┌─ RAW DATA
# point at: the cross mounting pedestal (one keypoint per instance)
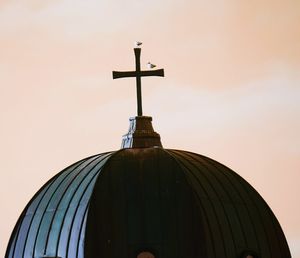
(138, 74)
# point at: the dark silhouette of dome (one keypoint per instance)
(147, 202)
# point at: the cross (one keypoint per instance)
(138, 73)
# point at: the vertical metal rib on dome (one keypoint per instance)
(237, 215)
(53, 223)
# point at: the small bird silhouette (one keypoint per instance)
(150, 66)
(137, 43)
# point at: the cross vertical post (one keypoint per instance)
(138, 73)
(137, 53)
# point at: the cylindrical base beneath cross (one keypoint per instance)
(141, 134)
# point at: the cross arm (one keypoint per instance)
(117, 74)
(158, 72)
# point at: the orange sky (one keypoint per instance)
(231, 91)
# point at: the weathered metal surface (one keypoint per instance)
(138, 73)
(53, 223)
(141, 134)
(169, 203)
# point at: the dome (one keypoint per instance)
(147, 202)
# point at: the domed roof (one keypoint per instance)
(170, 203)
(145, 201)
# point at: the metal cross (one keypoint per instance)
(138, 74)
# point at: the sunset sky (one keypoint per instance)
(231, 90)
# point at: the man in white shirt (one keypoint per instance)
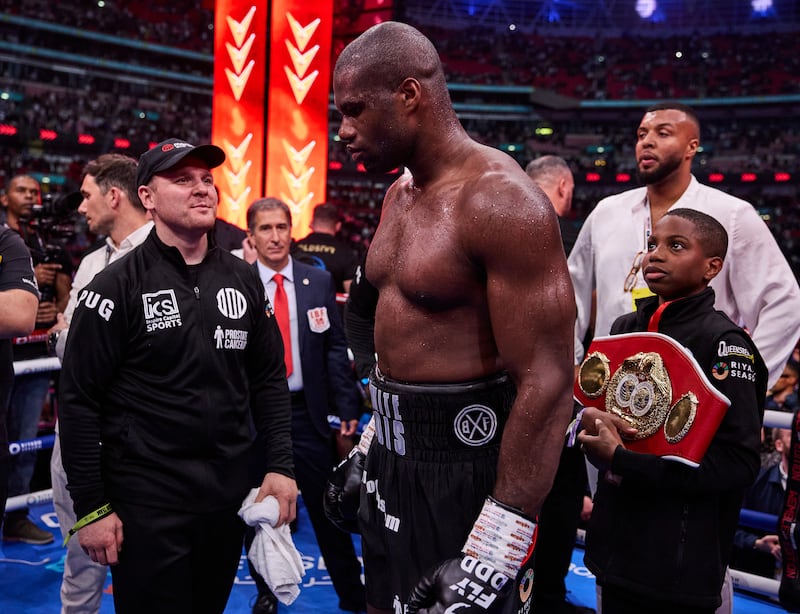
(756, 287)
(112, 208)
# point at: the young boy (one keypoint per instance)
(661, 532)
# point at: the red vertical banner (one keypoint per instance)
(299, 86)
(240, 68)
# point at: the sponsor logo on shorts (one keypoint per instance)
(720, 370)
(231, 303)
(389, 428)
(475, 425)
(390, 521)
(92, 300)
(161, 310)
(526, 586)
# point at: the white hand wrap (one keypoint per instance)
(501, 537)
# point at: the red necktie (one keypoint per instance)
(282, 316)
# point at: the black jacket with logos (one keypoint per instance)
(170, 367)
(666, 531)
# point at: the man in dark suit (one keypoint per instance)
(321, 382)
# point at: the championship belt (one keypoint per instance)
(655, 384)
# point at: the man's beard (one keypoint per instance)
(665, 168)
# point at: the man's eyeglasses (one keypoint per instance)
(630, 280)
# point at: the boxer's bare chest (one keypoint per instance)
(419, 251)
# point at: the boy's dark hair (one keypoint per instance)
(266, 204)
(713, 234)
(675, 106)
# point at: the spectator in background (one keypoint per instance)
(553, 175)
(661, 532)
(53, 271)
(756, 287)
(561, 510)
(19, 301)
(759, 552)
(783, 394)
(321, 383)
(112, 209)
(322, 246)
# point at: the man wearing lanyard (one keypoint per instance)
(756, 287)
(304, 302)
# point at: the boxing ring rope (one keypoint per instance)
(752, 583)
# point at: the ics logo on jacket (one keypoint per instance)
(161, 310)
(231, 303)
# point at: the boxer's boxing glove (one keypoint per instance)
(481, 578)
(343, 490)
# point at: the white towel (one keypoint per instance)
(272, 552)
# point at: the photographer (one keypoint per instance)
(53, 271)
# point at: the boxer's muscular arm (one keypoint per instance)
(532, 311)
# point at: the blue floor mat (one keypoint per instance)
(30, 578)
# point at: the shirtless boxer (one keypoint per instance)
(472, 389)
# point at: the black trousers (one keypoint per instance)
(618, 601)
(558, 522)
(313, 463)
(175, 561)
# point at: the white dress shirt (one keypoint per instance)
(295, 380)
(756, 287)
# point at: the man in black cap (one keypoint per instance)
(172, 360)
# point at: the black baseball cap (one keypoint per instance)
(168, 153)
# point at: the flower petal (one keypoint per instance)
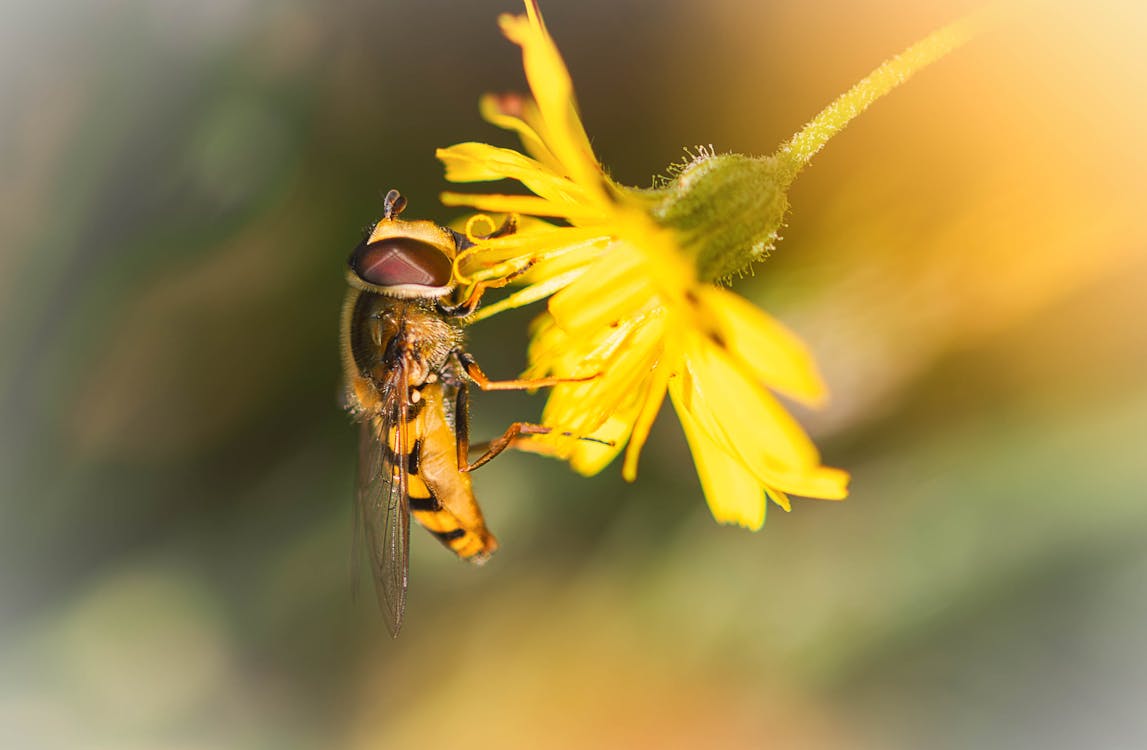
(733, 494)
(770, 352)
(473, 162)
(549, 81)
(520, 114)
(529, 204)
(739, 414)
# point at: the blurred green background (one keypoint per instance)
(180, 186)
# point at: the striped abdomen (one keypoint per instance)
(439, 495)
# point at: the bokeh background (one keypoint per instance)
(180, 186)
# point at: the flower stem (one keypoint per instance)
(798, 150)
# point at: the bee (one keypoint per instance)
(407, 376)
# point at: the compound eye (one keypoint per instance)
(398, 262)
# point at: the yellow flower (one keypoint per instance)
(632, 279)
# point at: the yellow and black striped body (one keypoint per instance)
(381, 334)
(439, 495)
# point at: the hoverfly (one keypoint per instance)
(407, 377)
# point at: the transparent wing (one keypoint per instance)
(382, 504)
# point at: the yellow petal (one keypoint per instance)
(549, 81)
(531, 294)
(733, 494)
(820, 482)
(588, 458)
(482, 163)
(770, 352)
(520, 114)
(614, 289)
(519, 204)
(650, 405)
(779, 498)
(738, 413)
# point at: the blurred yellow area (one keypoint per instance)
(181, 186)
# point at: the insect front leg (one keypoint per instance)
(471, 369)
(491, 448)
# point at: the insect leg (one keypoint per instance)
(468, 305)
(480, 379)
(462, 423)
(501, 443)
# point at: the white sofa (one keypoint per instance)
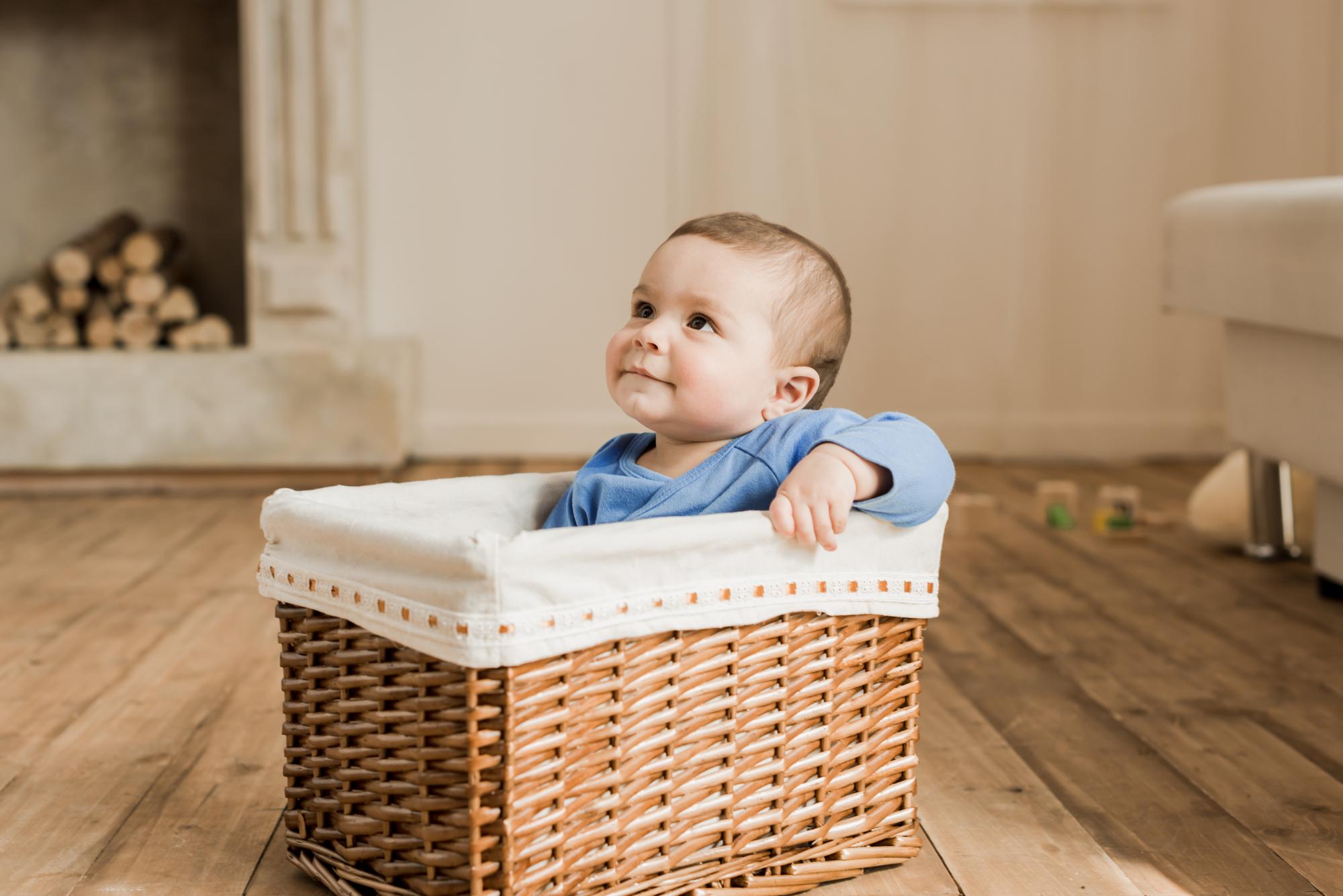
(1268, 258)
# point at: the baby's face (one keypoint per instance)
(695, 361)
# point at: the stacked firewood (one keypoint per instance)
(118, 285)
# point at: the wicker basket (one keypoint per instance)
(769, 758)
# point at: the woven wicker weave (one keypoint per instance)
(770, 758)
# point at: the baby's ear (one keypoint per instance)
(793, 391)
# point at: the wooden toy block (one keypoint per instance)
(1117, 511)
(969, 514)
(1056, 503)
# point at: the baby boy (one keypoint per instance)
(737, 332)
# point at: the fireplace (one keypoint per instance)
(238, 123)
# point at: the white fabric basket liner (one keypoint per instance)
(459, 569)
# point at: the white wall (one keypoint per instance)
(990, 176)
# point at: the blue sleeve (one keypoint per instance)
(563, 513)
(922, 472)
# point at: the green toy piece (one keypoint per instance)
(1058, 517)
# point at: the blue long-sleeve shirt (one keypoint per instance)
(746, 472)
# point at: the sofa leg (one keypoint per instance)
(1272, 525)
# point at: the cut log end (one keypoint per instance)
(147, 250)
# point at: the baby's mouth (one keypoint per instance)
(641, 372)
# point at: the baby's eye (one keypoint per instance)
(707, 323)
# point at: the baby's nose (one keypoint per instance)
(649, 341)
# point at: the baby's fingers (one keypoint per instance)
(840, 515)
(825, 533)
(802, 519)
(781, 514)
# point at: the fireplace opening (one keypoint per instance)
(131, 106)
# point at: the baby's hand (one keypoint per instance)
(813, 502)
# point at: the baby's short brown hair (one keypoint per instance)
(812, 322)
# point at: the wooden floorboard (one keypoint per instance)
(1149, 717)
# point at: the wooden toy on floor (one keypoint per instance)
(1056, 503)
(969, 513)
(1117, 511)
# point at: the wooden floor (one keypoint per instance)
(1099, 717)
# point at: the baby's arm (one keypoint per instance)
(895, 466)
(813, 502)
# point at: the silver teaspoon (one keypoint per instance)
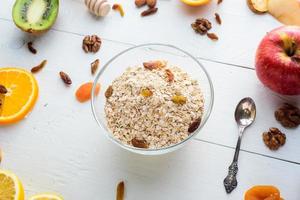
(245, 113)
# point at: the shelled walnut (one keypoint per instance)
(274, 138)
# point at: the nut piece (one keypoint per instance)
(170, 75)
(149, 11)
(120, 191)
(146, 92)
(119, 8)
(91, 43)
(65, 77)
(274, 138)
(194, 125)
(109, 92)
(212, 36)
(3, 89)
(218, 18)
(151, 3)
(258, 6)
(179, 99)
(31, 48)
(158, 64)
(201, 25)
(140, 3)
(39, 67)
(288, 116)
(139, 143)
(94, 66)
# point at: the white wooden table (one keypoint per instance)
(60, 148)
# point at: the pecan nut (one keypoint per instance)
(194, 125)
(288, 116)
(65, 78)
(91, 43)
(39, 67)
(274, 138)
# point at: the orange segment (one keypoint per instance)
(195, 2)
(263, 192)
(22, 94)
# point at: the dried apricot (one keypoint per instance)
(146, 92)
(84, 92)
(263, 192)
(179, 99)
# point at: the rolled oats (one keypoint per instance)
(156, 121)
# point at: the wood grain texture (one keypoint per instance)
(239, 34)
(60, 148)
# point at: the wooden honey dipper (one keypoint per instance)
(98, 7)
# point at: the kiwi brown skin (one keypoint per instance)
(33, 31)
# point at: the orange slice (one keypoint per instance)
(195, 2)
(22, 93)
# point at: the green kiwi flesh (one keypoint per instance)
(35, 16)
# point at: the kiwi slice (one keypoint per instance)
(35, 16)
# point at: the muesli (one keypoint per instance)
(153, 106)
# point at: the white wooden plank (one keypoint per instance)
(239, 34)
(230, 83)
(80, 164)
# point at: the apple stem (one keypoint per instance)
(291, 49)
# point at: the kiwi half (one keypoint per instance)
(35, 16)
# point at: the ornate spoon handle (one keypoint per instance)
(230, 181)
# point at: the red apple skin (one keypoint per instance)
(274, 68)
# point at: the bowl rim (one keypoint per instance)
(135, 149)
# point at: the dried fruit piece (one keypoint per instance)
(258, 6)
(139, 143)
(179, 99)
(288, 116)
(3, 89)
(39, 67)
(146, 92)
(65, 77)
(95, 66)
(194, 125)
(158, 64)
(1, 155)
(119, 8)
(218, 18)
(212, 36)
(201, 25)
(84, 92)
(274, 138)
(91, 43)
(149, 11)
(140, 3)
(109, 92)
(263, 192)
(120, 191)
(31, 48)
(170, 75)
(151, 3)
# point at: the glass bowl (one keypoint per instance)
(135, 56)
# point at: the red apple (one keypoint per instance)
(278, 60)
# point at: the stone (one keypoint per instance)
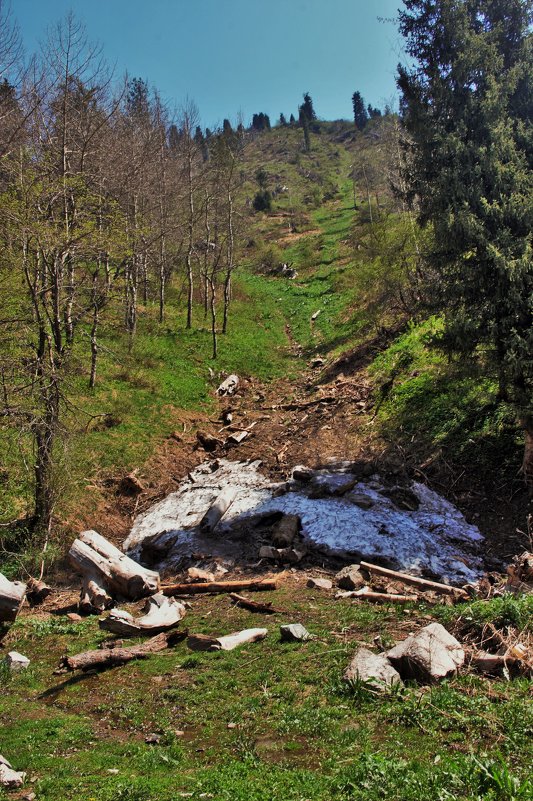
(294, 632)
(319, 584)
(350, 578)
(8, 777)
(196, 574)
(361, 500)
(16, 661)
(431, 654)
(375, 668)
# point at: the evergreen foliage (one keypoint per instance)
(360, 114)
(467, 105)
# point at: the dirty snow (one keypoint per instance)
(435, 540)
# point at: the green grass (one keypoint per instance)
(444, 408)
(300, 733)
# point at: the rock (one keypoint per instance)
(286, 530)
(319, 584)
(361, 500)
(367, 666)
(8, 777)
(302, 473)
(294, 632)
(228, 386)
(16, 661)
(428, 656)
(196, 574)
(403, 498)
(350, 578)
(291, 555)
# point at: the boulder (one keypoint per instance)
(350, 578)
(16, 661)
(294, 632)
(375, 668)
(319, 584)
(428, 656)
(8, 777)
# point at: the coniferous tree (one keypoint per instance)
(466, 103)
(360, 114)
(307, 110)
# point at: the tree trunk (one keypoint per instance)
(11, 596)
└─
● WHAT NEEDS TO BE DONE
Begin at the line that has "# point at: the evergreen" and stop after the last line of the material. Write out those lines again, swapping "boulder" for "large stone" and leaving everything else unchanged.

● WRITTEN ANSWER
# point at: the evergreen foliage (one keypoint per instance)
(360, 114)
(467, 105)
# point at: the dirty snow (one keypoint per instance)
(435, 540)
# point at: the green grass (one keypoint per instance)
(444, 408)
(300, 733)
# point at: the rock (one keypoint per instance)
(286, 530)
(319, 584)
(361, 500)
(367, 666)
(8, 777)
(302, 473)
(294, 632)
(228, 386)
(16, 661)
(428, 656)
(196, 574)
(403, 498)
(350, 578)
(291, 555)
# point at: the large stone (one keypoint per instance)
(350, 578)
(16, 661)
(294, 632)
(375, 668)
(319, 584)
(428, 656)
(8, 777)
# point at: the coniferous tree (one keypoint per instance)
(466, 103)
(360, 114)
(307, 110)
# point at: the tree trunk (one keypoint per instance)
(11, 596)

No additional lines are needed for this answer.